_What is needed_
Count how many rows below contain the word "green", treating uppercase and lowercase as different, and give only that number.

_Stored rows_

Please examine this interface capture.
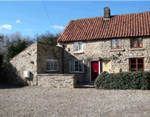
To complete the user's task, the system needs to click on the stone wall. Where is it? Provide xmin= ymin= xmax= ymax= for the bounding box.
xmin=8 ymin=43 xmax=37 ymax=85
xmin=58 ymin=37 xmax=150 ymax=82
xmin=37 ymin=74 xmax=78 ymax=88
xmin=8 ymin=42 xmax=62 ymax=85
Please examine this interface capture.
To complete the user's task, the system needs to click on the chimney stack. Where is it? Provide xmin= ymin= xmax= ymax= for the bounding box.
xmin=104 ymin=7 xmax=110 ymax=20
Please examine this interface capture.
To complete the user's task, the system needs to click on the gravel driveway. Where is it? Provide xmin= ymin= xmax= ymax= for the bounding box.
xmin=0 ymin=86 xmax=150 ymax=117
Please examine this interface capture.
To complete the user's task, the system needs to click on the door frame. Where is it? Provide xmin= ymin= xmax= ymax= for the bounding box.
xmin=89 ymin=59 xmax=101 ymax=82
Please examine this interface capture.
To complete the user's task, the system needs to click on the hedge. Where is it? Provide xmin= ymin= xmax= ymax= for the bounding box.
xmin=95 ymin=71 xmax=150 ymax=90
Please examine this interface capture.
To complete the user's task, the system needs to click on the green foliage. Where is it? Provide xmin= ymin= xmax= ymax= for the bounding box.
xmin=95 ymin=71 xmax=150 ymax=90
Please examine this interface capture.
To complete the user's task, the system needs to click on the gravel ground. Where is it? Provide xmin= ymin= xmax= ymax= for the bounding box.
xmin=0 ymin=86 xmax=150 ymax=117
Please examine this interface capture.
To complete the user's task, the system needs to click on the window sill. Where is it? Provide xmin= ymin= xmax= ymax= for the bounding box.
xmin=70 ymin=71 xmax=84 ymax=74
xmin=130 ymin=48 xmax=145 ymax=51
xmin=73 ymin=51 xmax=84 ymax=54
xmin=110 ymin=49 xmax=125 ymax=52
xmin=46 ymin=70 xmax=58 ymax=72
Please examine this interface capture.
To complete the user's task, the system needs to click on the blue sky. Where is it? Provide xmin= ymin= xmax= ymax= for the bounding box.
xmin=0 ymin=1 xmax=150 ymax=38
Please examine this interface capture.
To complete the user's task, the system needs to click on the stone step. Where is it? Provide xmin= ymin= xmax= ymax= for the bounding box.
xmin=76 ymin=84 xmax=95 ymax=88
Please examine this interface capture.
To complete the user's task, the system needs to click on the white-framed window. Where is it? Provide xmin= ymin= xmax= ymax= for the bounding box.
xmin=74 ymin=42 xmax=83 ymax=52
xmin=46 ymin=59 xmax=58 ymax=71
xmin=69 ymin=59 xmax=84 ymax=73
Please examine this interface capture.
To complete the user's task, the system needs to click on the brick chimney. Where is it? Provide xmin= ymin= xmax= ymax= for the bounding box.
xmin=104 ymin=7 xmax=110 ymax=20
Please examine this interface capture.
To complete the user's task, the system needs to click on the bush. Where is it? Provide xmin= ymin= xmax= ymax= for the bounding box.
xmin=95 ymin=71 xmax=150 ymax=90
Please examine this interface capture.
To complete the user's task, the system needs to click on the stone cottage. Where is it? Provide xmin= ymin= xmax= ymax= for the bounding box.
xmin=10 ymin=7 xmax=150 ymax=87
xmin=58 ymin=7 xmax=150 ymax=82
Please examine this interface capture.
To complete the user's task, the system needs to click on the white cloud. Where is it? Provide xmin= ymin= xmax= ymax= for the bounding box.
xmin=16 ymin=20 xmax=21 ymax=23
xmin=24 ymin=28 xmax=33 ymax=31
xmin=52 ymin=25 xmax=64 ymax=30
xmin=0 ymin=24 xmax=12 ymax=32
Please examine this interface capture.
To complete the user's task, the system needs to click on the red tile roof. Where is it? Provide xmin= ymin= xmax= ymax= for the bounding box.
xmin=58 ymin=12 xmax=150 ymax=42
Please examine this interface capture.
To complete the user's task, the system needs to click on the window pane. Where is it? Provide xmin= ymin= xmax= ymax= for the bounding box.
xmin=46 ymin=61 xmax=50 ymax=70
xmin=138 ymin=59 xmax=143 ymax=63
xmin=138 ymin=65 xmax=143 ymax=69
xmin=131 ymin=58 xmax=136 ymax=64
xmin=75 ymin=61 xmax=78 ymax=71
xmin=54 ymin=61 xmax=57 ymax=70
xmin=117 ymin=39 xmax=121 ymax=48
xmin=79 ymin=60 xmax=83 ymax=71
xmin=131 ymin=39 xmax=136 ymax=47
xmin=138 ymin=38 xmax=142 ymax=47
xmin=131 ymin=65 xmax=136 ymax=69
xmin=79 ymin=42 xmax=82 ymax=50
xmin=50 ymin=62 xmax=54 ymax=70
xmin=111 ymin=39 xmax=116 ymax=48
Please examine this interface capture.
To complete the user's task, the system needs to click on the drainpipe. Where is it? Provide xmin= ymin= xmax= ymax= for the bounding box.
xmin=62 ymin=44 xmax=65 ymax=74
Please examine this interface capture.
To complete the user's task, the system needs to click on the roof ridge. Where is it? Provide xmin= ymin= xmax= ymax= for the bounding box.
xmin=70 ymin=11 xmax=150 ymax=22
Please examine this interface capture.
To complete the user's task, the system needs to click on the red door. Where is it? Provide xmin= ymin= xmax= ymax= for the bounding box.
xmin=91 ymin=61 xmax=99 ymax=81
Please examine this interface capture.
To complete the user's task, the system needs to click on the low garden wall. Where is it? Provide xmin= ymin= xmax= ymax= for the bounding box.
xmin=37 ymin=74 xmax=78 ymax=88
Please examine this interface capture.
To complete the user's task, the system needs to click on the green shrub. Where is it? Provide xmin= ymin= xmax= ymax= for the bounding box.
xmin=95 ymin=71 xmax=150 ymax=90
--
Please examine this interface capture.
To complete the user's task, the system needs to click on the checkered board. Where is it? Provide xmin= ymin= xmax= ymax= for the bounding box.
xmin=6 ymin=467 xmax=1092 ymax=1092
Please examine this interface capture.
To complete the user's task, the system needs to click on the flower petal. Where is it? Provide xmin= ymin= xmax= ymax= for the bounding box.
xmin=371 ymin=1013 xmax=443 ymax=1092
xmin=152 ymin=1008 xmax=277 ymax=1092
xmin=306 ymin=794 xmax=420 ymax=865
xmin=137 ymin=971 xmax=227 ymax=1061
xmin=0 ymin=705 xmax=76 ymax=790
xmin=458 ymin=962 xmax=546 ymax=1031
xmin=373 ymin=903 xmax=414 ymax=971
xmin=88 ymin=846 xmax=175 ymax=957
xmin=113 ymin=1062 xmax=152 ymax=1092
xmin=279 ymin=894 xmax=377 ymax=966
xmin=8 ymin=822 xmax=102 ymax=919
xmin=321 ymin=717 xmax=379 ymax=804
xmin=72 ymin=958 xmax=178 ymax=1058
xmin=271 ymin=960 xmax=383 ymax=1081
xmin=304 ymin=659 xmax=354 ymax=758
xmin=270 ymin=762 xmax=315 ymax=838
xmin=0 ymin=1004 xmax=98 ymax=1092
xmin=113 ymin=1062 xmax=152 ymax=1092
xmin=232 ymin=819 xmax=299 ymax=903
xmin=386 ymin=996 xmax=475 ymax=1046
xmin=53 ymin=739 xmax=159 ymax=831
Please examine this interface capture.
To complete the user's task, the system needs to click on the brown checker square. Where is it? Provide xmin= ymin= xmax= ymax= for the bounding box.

_Solution to this exercise_
2